## Given request
Please rewrite the material below, substituting "freight wagon" for every occurrence of "boxcar" and keeping everything else the same.

## Rows
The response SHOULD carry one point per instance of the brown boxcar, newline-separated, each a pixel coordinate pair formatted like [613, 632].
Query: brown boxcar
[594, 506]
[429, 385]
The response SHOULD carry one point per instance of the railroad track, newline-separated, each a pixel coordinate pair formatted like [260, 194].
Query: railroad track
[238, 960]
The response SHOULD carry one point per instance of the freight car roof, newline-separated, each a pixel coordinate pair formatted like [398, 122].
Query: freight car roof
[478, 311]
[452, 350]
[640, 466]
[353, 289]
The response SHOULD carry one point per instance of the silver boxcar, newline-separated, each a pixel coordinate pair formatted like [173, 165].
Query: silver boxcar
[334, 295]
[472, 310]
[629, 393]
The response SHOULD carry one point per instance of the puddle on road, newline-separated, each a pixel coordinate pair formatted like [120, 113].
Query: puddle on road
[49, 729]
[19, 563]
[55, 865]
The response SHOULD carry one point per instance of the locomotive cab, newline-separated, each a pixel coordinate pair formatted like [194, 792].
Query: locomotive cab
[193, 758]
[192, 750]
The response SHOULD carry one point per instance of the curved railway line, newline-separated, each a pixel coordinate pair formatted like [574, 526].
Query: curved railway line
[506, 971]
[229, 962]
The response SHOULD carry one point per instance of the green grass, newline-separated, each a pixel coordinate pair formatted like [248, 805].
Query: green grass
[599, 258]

## Answer to the problem
The response SHOULD carry one point per instance of the brown freight wagon, newline-separated, each a pixel coordinate pair formatted like [613, 632].
Query: brown freight wagon
[594, 506]
[429, 385]
The response SHOULD carry one point per instance of the railroad track, newline-separated, each a pixel coordinate pair formatted like [260, 194].
Query: railroad track
[238, 960]
The response SHOULD carry one point per instance of the freight car roof, newline-separated, each a pixel coordinate pair formatted like [398, 122].
Query: freight car roof
[478, 311]
[452, 350]
[640, 466]
[353, 289]
The response SHOULD carry one point per instance of the silver freight wagon, newline-separated, each a pixel coordinate pair formatted like [173, 165].
Query: silver freight wagon
[334, 295]
[472, 310]
[629, 393]
The response SHOULD carry one point per instance of the puddle on road, newline-separated, each a pixel coordinate pair formatted like [120, 113].
Query: puddle on road
[49, 729]
[19, 563]
[55, 865]
The response SHOULD carry one point per instance of the locomotive cab, newline-separated, each a pixel coordinate pair formatted like [194, 792].
Query: locomotive cab
[193, 758]
[192, 750]
The response SHOULD carry one point per instance of the curved railway line, newline-separated, each a pixel coordinate pair formatted like [574, 526].
Query: curved railway line
[506, 971]
[229, 962]
The response SHOULD carry one point per instance of the green grass, newline-separated, each a pixel coordinate pair formatted like [248, 805].
Query: green grass
[599, 258]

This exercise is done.